** Start of DATA SECTION **
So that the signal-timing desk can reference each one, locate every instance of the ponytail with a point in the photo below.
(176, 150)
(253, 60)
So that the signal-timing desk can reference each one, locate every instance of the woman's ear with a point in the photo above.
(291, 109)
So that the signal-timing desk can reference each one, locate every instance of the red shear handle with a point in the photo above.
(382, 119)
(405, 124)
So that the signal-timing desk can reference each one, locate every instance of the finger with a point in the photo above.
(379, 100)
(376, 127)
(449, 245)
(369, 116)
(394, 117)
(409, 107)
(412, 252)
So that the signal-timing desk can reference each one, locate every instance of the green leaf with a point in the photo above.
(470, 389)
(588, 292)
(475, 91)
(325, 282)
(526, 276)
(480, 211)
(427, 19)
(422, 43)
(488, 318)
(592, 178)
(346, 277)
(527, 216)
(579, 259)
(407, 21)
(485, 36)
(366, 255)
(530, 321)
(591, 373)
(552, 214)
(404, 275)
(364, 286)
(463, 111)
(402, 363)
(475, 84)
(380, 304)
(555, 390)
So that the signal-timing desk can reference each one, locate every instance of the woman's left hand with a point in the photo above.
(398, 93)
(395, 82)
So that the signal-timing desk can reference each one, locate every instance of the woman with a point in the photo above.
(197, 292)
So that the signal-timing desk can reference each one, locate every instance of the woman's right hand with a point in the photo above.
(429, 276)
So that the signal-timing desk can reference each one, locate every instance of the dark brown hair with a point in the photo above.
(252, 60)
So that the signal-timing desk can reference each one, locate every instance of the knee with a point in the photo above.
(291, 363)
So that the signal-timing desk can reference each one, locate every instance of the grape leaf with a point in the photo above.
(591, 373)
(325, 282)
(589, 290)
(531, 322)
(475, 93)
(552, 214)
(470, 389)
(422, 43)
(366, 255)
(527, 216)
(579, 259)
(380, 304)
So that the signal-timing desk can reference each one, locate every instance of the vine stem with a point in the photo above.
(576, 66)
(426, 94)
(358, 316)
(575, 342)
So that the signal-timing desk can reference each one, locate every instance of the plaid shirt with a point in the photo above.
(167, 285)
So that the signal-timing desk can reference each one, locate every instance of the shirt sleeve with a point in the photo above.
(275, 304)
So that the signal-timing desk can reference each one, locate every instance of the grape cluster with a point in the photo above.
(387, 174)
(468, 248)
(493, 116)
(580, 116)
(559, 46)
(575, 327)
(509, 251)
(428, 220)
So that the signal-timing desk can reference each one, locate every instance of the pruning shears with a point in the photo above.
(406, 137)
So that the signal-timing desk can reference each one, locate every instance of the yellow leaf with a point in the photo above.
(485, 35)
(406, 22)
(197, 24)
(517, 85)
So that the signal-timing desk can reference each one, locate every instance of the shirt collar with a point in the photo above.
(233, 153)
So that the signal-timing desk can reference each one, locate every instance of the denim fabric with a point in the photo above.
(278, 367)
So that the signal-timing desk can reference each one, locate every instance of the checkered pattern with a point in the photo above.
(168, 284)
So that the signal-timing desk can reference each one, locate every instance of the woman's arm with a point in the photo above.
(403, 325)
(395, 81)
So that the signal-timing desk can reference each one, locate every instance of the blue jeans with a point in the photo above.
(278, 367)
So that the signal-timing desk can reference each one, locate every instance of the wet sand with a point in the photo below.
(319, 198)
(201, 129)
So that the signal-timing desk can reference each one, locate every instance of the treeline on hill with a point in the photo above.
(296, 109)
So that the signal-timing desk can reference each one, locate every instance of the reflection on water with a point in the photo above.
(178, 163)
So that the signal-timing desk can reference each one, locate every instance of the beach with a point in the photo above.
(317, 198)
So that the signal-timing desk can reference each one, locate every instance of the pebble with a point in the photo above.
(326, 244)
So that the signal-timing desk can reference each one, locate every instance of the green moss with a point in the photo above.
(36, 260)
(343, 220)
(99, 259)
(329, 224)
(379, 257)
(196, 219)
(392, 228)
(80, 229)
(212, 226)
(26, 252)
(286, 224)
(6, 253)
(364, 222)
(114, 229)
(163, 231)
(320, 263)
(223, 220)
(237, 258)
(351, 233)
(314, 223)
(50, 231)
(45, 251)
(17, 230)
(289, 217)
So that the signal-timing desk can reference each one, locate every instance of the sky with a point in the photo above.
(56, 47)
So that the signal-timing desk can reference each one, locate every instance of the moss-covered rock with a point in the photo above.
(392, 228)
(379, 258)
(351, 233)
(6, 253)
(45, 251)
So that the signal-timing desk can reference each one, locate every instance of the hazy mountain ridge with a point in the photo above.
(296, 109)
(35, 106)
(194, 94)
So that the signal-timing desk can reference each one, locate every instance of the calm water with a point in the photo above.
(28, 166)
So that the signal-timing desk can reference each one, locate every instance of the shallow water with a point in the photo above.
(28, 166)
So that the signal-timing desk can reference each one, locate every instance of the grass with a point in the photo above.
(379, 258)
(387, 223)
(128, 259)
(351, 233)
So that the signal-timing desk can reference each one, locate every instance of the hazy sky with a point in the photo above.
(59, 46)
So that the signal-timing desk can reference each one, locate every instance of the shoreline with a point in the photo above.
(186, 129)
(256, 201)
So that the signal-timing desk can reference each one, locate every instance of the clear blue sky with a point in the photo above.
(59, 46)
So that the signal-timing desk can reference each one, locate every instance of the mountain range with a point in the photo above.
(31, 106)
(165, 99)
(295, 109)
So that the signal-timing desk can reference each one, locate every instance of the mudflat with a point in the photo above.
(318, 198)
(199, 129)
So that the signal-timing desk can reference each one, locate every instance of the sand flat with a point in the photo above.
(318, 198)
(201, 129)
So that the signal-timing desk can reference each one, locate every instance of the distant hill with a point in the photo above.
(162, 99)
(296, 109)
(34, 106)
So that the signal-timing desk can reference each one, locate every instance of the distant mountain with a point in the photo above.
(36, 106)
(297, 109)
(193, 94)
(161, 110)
** End of DATA SECTION **
WHAT IS BEING ASKED –
Resize by writing out again every line from the one that contains "of the clear" through the last line of the items, requests included. Multiply each coordinate in the answers by 0.85 and round it to a whole number, with halves rounded up.

FINISHED TASK –
So that the signal-timing desk can reference each one, locate every instance of the clear blue sky with a point in the photo above.
(50, 39)
So that the signal-timing desk can reference each one, locate every instance of the mountain range with a point in the photo above.
(26, 90)
(140, 84)
(251, 93)
So that the signal-timing desk can reference each one, locate every instance of the mudflat with a point in the photo above.
(270, 168)
(169, 110)
So that the signal-timing desk can reference each one, locate every instance of the sand flat with a point in the photo above.
(270, 168)
(171, 110)
So that the signal-timing desk can reference each one, locate every instance of the distant hill with a point in the photo above.
(138, 84)
(252, 93)
(29, 90)
So that the signal-timing desk can reference each one, locate every instance of the distant mountain with a point in the photo above.
(31, 90)
(252, 93)
(164, 80)
(137, 94)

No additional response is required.